_Task set_.
a: In the forum post about being nudged while kayaking, what kind of kayak was the poster fishing from?
b: From the forum post about being nudged while kayaking, reproduce word for word the part that opens with the words containing "A couple of" and closes with "completely freak occurance?".

_Passage shown_.
##########

# Anyone else ever been nudged?



## Guest (Dec 9, 2007)

A couple of years ago I was fishing from an inflatable Sevylor kayak out near Fawlkner Beacon (PPB) in pretty calm water. I was just sitting there minding my own business and all of the sudden I felt a bump and fell straight into the drink. It was actually a very stable yak, so I know for sure I didn't just fall out of my own accord. Something definitely gave a me a not so gentle nudge, but it came with no warning. I didn't see what it was, before or after. At a guess I'd say it was a dolphin (I've found a few playful dolphins out there before) but I really don't know for sure. You can imagine that I got back on that thing almost as quickly as I fell off. :shock:

Has this ever happened to anyone else, or was that just a completely freak occurance?

##########

_Information provided_.
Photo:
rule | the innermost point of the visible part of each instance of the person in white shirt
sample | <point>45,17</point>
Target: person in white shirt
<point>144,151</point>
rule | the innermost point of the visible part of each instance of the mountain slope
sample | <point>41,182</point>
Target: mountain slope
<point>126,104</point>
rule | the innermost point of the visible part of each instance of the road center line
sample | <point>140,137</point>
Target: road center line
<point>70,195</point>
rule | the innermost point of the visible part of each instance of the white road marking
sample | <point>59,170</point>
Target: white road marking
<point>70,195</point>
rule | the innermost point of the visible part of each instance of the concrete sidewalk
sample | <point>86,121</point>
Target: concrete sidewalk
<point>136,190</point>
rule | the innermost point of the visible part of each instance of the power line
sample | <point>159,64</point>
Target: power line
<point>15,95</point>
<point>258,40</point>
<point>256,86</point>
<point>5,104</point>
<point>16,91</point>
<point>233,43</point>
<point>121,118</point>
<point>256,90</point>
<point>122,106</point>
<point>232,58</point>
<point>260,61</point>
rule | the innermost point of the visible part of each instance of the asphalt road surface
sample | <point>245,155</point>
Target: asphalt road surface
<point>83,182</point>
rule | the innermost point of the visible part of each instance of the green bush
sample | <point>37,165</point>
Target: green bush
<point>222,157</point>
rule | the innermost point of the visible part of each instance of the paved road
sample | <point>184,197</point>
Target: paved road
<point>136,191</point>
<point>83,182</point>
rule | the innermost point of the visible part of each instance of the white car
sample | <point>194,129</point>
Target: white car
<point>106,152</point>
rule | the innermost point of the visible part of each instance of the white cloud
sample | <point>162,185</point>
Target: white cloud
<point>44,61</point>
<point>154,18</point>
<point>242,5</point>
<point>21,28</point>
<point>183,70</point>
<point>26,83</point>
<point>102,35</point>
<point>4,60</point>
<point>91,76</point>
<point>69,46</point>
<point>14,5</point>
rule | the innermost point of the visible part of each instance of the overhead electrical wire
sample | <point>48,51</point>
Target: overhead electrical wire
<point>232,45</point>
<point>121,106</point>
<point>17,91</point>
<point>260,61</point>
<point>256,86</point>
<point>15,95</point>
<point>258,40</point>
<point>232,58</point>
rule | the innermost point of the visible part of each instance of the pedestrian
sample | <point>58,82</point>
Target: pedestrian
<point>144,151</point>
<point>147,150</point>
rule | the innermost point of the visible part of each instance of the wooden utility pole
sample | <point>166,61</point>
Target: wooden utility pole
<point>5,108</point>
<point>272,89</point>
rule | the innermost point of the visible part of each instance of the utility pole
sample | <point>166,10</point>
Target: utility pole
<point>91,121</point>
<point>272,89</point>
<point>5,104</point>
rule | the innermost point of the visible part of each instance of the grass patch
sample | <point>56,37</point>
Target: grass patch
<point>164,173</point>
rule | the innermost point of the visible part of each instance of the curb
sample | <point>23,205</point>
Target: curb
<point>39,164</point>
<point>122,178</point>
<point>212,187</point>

##########

_Expected answers_.
a: An inflatable Sevylor kayak.

b:
A couple of years ago I was fishing from an inflatable Sevylor kayak out near Fawlkner Beacon (PPB) in pretty calm water. I was just sitting there minding my own business and all of the sudden I felt a bump and fell straight into the drink. It was actually a very stable yak, so I know for sure I didn't just fall out of my own accord. Something definitely gave a me a not so gentle nudge, but it came with no warning. I didn't see what it was, before or after. At a guess I'd say it was a dolphin (I've found a few playful dolphins out there before) but I really don't know for sure. You can imagine that I got back on that thing almost as quickly as I fell off. :shock:

Has this ever happened to anyone else, or was that just a completely freak occurance?